## Recorded data
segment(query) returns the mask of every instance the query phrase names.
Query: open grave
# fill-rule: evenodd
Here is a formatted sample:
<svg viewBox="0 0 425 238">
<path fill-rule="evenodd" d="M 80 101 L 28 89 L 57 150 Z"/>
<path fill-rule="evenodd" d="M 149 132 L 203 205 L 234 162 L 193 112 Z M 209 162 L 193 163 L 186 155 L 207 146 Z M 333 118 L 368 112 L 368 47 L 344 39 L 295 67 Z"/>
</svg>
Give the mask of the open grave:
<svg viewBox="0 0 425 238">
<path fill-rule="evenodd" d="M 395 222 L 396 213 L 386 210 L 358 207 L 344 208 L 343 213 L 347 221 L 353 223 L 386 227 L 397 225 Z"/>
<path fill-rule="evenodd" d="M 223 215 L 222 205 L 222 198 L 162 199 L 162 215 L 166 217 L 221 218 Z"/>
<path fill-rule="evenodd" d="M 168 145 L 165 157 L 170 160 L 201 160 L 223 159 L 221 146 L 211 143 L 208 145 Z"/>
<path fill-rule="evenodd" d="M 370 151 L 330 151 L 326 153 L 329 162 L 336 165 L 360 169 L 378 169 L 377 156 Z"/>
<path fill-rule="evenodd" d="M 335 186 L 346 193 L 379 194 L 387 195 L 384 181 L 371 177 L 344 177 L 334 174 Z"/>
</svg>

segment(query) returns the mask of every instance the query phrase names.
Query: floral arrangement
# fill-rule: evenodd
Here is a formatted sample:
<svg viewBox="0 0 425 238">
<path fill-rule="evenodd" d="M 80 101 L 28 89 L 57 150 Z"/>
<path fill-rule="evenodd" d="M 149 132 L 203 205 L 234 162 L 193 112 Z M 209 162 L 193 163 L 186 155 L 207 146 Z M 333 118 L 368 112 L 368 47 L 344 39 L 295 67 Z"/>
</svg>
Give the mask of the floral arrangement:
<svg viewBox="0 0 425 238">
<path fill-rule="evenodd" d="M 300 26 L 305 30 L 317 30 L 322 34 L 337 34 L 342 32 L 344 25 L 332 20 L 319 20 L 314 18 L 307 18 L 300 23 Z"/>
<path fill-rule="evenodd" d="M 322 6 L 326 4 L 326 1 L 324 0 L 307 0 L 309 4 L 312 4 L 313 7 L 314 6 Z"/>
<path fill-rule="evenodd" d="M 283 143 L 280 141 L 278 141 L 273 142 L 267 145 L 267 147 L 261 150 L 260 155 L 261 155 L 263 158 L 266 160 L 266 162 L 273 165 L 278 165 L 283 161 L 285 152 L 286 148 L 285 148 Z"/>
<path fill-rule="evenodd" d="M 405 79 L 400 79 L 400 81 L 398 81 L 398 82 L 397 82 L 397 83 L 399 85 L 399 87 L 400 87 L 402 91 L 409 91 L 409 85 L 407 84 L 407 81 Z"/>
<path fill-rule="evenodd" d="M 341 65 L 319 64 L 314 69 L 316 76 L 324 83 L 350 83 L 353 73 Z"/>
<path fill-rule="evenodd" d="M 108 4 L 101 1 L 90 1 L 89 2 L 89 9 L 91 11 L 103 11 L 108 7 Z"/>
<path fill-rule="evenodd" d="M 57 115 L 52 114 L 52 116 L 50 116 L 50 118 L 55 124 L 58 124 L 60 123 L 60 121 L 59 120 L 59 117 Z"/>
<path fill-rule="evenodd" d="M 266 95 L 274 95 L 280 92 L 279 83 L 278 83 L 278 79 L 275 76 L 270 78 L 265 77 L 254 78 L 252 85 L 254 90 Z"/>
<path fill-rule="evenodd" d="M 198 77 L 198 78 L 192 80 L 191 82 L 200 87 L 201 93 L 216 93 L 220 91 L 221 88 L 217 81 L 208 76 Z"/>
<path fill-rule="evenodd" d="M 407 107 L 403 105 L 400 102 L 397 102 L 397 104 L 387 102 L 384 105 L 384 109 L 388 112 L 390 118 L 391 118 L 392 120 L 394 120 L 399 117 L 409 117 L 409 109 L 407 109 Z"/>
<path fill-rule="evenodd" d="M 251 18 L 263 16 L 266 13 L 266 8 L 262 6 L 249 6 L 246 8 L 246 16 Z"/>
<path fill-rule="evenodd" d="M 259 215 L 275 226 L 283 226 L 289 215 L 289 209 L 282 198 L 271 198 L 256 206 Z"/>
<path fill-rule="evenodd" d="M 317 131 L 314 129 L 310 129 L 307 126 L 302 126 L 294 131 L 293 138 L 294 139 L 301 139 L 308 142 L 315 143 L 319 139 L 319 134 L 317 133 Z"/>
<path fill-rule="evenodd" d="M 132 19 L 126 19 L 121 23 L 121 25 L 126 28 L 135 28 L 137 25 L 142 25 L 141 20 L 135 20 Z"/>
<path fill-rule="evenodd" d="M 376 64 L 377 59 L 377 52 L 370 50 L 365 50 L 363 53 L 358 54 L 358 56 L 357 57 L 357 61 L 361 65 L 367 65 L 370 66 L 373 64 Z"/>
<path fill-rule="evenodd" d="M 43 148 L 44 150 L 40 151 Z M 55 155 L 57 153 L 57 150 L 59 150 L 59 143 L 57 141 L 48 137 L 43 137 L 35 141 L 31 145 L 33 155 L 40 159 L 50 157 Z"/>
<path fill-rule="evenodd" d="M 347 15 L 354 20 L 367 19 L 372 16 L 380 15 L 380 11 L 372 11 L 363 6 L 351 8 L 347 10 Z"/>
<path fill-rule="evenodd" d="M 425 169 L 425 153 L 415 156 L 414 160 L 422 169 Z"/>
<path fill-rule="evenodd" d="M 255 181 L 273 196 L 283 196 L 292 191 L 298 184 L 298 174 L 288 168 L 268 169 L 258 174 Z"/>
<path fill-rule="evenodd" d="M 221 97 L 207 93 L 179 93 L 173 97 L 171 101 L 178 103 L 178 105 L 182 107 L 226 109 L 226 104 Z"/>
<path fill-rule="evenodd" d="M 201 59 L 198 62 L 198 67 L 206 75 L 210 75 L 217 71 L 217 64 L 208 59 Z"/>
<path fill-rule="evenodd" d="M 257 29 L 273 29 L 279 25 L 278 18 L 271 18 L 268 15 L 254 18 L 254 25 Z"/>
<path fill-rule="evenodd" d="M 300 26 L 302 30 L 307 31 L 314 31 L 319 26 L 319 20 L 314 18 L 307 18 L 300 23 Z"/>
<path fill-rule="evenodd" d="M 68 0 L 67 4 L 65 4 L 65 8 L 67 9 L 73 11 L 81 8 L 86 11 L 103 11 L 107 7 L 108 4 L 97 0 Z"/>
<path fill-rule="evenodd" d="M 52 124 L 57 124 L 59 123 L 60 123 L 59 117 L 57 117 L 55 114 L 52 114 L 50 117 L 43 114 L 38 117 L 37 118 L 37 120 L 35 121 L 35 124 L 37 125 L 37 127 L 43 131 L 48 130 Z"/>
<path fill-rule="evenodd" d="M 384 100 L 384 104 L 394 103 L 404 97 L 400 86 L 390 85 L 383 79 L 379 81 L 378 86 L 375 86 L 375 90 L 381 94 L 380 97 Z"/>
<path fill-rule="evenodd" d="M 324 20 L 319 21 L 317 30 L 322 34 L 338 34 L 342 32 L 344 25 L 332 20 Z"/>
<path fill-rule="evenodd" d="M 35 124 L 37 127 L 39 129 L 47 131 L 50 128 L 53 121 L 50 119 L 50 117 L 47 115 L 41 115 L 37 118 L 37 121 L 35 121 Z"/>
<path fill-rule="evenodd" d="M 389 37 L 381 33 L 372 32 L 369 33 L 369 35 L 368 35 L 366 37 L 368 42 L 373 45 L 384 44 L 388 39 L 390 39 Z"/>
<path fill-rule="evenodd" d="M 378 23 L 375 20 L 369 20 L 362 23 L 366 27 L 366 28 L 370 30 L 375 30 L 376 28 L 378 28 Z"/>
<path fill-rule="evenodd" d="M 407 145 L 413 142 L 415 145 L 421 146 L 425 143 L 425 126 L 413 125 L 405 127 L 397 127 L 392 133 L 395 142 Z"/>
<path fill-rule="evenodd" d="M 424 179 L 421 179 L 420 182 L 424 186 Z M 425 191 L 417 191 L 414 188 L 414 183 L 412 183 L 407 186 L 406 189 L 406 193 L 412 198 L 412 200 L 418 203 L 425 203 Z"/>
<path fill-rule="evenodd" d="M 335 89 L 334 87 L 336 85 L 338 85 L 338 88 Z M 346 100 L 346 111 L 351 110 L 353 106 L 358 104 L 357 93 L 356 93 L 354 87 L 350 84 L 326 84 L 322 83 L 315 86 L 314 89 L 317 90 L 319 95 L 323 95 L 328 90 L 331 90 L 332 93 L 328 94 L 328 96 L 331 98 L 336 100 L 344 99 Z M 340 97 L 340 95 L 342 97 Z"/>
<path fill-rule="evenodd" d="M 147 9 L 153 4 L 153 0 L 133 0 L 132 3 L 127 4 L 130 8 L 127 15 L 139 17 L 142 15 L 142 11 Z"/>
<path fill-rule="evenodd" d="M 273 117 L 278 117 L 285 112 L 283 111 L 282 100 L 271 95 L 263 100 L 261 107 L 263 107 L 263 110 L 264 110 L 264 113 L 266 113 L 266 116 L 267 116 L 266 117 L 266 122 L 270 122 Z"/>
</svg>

## Exercise directions
Pick out and copy every line of the material above that contains the string "grave". Treat uppercase and lowercase as different.

## Output for this task
Query: open grave
Give the mask of the open grave:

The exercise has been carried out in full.